■ Exercise directions: Would you transcribe the whole listing exactly, minus its pictures?

■ Data supplied:

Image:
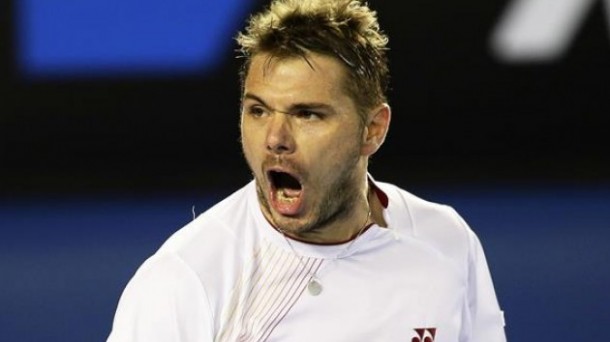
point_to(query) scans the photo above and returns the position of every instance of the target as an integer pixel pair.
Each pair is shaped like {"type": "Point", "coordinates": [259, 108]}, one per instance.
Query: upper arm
{"type": "Point", "coordinates": [164, 301]}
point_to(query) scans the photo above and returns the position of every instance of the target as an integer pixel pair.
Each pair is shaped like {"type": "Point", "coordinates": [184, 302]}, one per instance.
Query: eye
{"type": "Point", "coordinates": [308, 115]}
{"type": "Point", "coordinates": [256, 111]}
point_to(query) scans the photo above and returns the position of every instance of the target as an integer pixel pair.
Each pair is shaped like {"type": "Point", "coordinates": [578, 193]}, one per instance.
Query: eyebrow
{"type": "Point", "coordinates": [294, 107]}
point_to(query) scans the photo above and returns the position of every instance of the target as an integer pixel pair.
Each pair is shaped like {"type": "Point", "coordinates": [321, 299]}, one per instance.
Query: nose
{"type": "Point", "coordinates": [279, 138]}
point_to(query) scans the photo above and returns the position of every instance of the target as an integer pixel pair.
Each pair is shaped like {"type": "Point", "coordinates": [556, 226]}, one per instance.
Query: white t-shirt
{"type": "Point", "coordinates": [230, 276]}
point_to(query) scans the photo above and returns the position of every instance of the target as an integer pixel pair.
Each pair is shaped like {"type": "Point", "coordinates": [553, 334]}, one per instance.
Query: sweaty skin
{"type": "Point", "coordinates": [307, 146]}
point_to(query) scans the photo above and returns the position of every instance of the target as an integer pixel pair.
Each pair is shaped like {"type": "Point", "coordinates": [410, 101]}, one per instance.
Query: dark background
{"type": "Point", "coordinates": [459, 114]}
{"type": "Point", "coordinates": [96, 171]}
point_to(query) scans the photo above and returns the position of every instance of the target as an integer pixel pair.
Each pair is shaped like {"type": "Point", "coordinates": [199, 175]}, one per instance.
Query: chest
{"type": "Point", "coordinates": [402, 297]}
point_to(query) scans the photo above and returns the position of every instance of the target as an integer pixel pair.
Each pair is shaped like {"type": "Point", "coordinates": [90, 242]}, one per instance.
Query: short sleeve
{"type": "Point", "coordinates": [484, 319]}
{"type": "Point", "coordinates": [164, 302]}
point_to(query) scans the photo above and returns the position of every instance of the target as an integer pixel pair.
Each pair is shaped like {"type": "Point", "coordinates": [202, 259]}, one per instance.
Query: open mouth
{"type": "Point", "coordinates": [284, 181]}
{"type": "Point", "coordinates": [286, 192]}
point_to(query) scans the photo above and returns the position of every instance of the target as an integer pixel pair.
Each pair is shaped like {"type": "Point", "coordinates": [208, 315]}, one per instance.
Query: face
{"type": "Point", "coordinates": [302, 139]}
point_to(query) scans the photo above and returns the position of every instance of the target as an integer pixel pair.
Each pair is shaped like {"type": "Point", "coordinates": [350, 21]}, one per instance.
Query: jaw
{"type": "Point", "coordinates": [286, 192]}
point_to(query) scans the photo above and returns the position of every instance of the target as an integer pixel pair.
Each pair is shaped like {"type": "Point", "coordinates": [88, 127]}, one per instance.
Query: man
{"type": "Point", "coordinates": [314, 249]}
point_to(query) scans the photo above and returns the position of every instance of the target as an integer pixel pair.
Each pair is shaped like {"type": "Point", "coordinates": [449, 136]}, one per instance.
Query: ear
{"type": "Point", "coordinates": [376, 129]}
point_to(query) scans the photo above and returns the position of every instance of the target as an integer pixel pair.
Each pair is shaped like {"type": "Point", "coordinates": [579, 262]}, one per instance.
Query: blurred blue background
{"type": "Point", "coordinates": [118, 119]}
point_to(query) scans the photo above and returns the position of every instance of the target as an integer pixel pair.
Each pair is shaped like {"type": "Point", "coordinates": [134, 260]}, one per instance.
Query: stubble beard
{"type": "Point", "coordinates": [338, 200]}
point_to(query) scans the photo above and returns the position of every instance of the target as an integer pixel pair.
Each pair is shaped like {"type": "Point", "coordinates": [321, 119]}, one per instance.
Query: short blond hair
{"type": "Point", "coordinates": [344, 29]}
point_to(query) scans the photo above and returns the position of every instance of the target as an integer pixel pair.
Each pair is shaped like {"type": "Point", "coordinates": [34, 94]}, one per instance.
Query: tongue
{"type": "Point", "coordinates": [287, 201]}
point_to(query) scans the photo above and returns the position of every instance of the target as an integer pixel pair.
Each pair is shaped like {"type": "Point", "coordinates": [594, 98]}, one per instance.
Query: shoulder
{"type": "Point", "coordinates": [436, 224]}
{"type": "Point", "coordinates": [163, 300]}
{"type": "Point", "coordinates": [217, 227]}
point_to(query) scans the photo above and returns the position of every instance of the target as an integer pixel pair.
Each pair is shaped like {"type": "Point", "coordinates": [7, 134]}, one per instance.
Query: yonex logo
{"type": "Point", "coordinates": [424, 335]}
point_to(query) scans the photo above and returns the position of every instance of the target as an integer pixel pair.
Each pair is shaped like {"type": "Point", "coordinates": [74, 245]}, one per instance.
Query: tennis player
{"type": "Point", "coordinates": [314, 248]}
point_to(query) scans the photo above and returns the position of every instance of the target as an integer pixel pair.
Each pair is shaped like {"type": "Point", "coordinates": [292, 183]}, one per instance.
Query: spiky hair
{"type": "Point", "coordinates": [344, 29]}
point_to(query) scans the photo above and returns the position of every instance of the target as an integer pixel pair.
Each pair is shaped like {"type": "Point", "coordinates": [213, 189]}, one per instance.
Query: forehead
{"type": "Point", "coordinates": [312, 78]}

■ Answer to the exercise:
Image:
point_to(query) scans the photo above and returns the position of every instance of the target as an integer pixel pair.
Each pair is shaped like {"type": "Point", "coordinates": [259, 108]}, one per instance.
Query: upper arm
{"type": "Point", "coordinates": [164, 301]}
point_to(query) scans the photo above and returns the position of every instance of the target as an integer pixel pair.
Each pair is shaped like {"type": "Point", "coordinates": [184, 302]}, one per instance.
Query: eye
{"type": "Point", "coordinates": [308, 115]}
{"type": "Point", "coordinates": [256, 111]}
point_to(query) scans the photo above and returns the position of every instance of the target as an integer pixel pair.
Each pair is shaped like {"type": "Point", "coordinates": [578, 193]}, one per instance.
Query: eyebrow
{"type": "Point", "coordinates": [294, 107]}
point_to(query) scans the photo above and returns the position of every instance of the target as an integer pixel pair.
Each pair is shaped like {"type": "Point", "coordinates": [321, 299]}, one per instance.
Query: nose
{"type": "Point", "coordinates": [279, 138]}
point_to(query) scans the photo above and returns the position of every instance of the target as an integer pixel pair.
Each pair is shaped like {"type": "Point", "coordinates": [556, 226]}, one per instance.
Query: white t-shirt
{"type": "Point", "coordinates": [230, 276]}
point_to(query) scans the photo above and returns the position of every instance of the target as an integer pixel pair.
Each pair is shaped like {"type": "Point", "coordinates": [553, 334]}, one per instance.
Query: sweaty skin
{"type": "Point", "coordinates": [307, 146]}
point_to(query) scans the photo above and returns the position of every instance of the target as an integer pixel pair.
Each pair is shaped like {"type": "Point", "coordinates": [410, 101]}, one per instance.
Query: dark background
{"type": "Point", "coordinates": [459, 114]}
{"type": "Point", "coordinates": [96, 171]}
point_to(query) scans the photo above and returns the position of every instance of the target as an integer pixel pair.
Each pair is shaped like {"type": "Point", "coordinates": [199, 175]}, one per instance.
Query: chest
{"type": "Point", "coordinates": [402, 297]}
point_to(query) scans the photo above and returns the position of every instance of the target as an integer pixel pair.
Each pair is shaped like {"type": "Point", "coordinates": [90, 242]}, one per instance.
Query: short sleeve
{"type": "Point", "coordinates": [484, 319]}
{"type": "Point", "coordinates": [164, 302]}
point_to(query) scans the photo above and returns the position of every instance of the target as an integer pixel pair.
Each pair is shaped like {"type": "Point", "coordinates": [202, 259]}, one per instance.
Query: open mouth
{"type": "Point", "coordinates": [284, 181]}
{"type": "Point", "coordinates": [286, 192]}
point_to(query) scans the photo above and returns the position of every instance of the target as an integer pixel pair.
Each pair is shaped like {"type": "Point", "coordinates": [208, 315]}, one per instance.
Query: face
{"type": "Point", "coordinates": [302, 139]}
point_to(query) scans the photo above and returns the position of every instance of the target as an integer pixel pair.
Each pair is shaped like {"type": "Point", "coordinates": [350, 21]}, one per instance.
Query: jaw
{"type": "Point", "coordinates": [286, 192]}
point_to(query) scans the photo above and returns the position of every instance of the target as an integer pixel pair.
Each pair is shaped like {"type": "Point", "coordinates": [88, 127]}, one per instance.
Query: man
{"type": "Point", "coordinates": [314, 249]}
point_to(query) scans the photo above and returns the position of every instance of the target as an integer pixel pair.
Each pair is shaped like {"type": "Point", "coordinates": [449, 136]}, one per instance.
Query: ear
{"type": "Point", "coordinates": [376, 129]}
point_to(query) scans the photo above and returns the position of every instance of the target as an integer pixel pair.
Each pair is shaped like {"type": "Point", "coordinates": [579, 262]}, one per instance.
Query: blurred blue background
{"type": "Point", "coordinates": [118, 119]}
point_to(query) scans the photo above and returns the position of every instance of the target as an integer pixel pair.
Each pair is shaped like {"type": "Point", "coordinates": [134, 260]}, one per instance.
Query: stubble beard
{"type": "Point", "coordinates": [338, 200]}
point_to(query) scans the photo above and returns the position of every instance of the target as an integer pixel pair.
Each pair is shaped like {"type": "Point", "coordinates": [321, 119]}, one per instance.
Query: short blond hair
{"type": "Point", "coordinates": [344, 29]}
point_to(query) scans the photo above and returns the position of every instance of the target as an integer pixel pair.
Each pair is shaped like {"type": "Point", "coordinates": [34, 94]}, one per instance.
Query: tongue
{"type": "Point", "coordinates": [287, 201]}
point_to(query) scans the photo above and returns the position of every instance of the target as an integer pixel pair.
Each pair is shaped like {"type": "Point", "coordinates": [594, 98]}, one per instance.
Query: shoulder
{"type": "Point", "coordinates": [436, 224]}
{"type": "Point", "coordinates": [163, 300]}
{"type": "Point", "coordinates": [217, 227]}
point_to(query) scans the photo above and returns the position of every instance of the target as an integer pixel pair.
Each pair is shaped like {"type": "Point", "coordinates": [7, 134]}, one per instance.
Query: yonex logo
{"type": "Point", "coordinates": [424, 335]}
point_to(query) scans the photo above and returns the position of every instance of the target as an integer pixel pair.
Each pair is shaped like {"type": "Point", "coordinates": [74, 245]}, one per instance.
Query: tennis player
{"type": "Point", "coordinates": [314, 248]}
point_to(query) scans the photo above and returns the position of every instance of the target as an integer pixel pair.
Each pair is shaped like {"type": "Point", "coordinates": [292, 183]}, one per instance.
Query: spiky hair
{"type": "Point", "coordinates": [344, 29]}
point_to(query) scans the photo above and returns the position of every instance of the target as an integer pixel pair.
Each pair is shaped like {"type": "Point", "coordinates": [213, 189]}, one per instance.
Query: forehead
{"type": "Point", "coordinates": [312, 78]}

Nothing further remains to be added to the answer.